● **GIVEN INSTRUCTION**
Pull out every line below that contains the word "surface". Case counts.

Pointing entries for named objects
········
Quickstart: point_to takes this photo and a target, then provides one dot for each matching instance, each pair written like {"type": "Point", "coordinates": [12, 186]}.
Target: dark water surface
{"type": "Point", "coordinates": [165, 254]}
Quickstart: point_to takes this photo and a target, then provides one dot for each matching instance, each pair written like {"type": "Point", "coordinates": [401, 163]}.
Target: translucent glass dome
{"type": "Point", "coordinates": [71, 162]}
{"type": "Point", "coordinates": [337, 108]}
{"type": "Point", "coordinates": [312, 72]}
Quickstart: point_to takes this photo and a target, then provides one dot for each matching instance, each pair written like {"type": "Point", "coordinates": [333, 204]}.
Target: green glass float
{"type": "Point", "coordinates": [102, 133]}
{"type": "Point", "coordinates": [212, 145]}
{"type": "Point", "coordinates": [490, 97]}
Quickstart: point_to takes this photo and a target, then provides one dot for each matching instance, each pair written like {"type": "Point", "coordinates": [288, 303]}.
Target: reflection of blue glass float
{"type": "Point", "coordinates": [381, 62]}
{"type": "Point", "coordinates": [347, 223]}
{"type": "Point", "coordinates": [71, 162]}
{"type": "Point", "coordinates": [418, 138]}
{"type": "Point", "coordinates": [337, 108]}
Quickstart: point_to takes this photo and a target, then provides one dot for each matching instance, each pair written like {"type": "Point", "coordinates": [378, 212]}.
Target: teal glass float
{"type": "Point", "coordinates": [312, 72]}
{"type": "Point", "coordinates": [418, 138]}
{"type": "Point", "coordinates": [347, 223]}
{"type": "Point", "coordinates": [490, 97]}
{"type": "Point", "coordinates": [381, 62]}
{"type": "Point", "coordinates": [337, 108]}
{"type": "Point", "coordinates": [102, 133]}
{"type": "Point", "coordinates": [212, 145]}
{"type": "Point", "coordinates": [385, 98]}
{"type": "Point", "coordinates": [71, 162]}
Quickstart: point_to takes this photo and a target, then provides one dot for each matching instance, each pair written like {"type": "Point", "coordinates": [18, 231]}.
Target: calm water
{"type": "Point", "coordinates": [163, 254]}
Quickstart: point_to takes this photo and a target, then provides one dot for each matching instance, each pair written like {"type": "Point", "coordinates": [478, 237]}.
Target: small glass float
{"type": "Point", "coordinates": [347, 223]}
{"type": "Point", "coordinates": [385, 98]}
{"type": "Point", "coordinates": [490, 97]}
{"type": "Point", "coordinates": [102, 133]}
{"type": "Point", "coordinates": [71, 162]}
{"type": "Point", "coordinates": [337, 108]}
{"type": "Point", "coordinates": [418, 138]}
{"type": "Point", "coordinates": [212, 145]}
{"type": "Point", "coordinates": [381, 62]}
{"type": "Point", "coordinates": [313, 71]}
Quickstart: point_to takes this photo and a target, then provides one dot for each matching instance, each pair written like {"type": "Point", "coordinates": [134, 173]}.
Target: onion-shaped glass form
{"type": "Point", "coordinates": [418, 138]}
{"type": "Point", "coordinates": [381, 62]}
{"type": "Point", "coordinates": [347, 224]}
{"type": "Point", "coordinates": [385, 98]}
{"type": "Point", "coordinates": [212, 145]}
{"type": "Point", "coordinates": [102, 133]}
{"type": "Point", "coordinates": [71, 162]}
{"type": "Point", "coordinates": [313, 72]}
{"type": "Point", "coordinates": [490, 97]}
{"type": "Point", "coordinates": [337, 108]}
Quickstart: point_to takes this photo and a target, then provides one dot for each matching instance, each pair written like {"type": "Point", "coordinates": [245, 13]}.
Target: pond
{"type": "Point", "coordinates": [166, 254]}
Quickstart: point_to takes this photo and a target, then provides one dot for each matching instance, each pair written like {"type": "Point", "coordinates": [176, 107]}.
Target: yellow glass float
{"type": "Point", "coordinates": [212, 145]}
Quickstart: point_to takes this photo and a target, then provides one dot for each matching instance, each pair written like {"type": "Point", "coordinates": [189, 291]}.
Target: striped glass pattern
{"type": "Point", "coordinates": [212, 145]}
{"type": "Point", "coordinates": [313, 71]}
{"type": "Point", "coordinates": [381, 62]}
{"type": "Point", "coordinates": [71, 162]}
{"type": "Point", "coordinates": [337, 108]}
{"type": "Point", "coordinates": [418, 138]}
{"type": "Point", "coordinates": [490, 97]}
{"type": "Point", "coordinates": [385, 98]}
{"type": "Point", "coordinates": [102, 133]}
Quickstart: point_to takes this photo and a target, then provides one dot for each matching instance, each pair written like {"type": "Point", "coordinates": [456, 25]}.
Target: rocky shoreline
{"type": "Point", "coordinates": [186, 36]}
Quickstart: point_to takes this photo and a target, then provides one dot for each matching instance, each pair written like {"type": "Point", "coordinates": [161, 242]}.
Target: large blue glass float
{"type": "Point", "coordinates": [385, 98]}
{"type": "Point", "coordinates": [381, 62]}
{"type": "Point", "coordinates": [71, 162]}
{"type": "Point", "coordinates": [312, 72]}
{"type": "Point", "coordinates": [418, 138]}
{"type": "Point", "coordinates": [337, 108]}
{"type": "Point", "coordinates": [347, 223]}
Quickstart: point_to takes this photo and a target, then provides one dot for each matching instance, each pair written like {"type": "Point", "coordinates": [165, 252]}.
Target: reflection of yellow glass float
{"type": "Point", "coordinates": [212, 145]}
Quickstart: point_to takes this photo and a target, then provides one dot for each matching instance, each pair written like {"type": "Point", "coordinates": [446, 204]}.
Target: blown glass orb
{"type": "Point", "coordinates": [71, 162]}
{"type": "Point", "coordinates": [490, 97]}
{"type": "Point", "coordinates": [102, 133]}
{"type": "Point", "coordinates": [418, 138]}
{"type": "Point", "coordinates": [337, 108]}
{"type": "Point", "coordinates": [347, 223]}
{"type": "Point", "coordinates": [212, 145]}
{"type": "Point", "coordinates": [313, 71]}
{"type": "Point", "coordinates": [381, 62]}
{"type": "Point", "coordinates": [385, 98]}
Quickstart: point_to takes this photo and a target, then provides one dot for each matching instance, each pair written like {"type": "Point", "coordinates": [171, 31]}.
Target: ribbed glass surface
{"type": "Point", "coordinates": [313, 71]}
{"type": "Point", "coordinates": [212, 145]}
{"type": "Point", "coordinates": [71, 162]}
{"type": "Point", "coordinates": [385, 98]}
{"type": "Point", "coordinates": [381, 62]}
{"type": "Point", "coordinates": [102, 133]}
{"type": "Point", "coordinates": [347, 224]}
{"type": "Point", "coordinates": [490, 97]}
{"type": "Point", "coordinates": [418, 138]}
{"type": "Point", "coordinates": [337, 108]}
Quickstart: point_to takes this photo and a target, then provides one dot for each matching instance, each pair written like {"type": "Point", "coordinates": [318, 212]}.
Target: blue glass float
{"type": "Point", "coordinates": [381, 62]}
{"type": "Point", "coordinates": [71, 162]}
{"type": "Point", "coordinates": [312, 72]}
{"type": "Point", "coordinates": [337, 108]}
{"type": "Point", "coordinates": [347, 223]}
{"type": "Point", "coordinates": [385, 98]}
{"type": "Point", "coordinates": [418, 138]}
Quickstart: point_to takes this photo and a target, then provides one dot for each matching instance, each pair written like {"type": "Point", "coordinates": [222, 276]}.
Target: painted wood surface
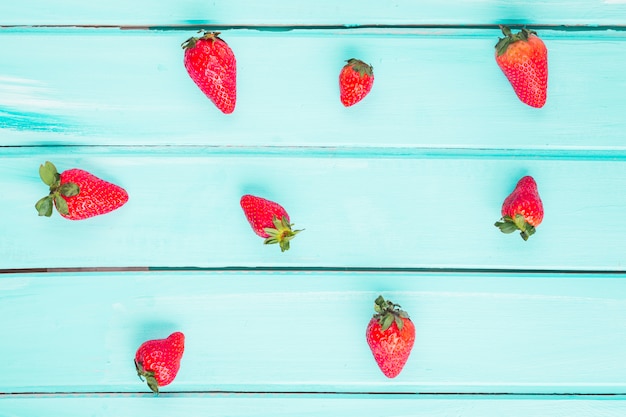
········
● **OUTPUT**
Target: dark water surface
Target: ribbed glass surface
Target: painted wood surface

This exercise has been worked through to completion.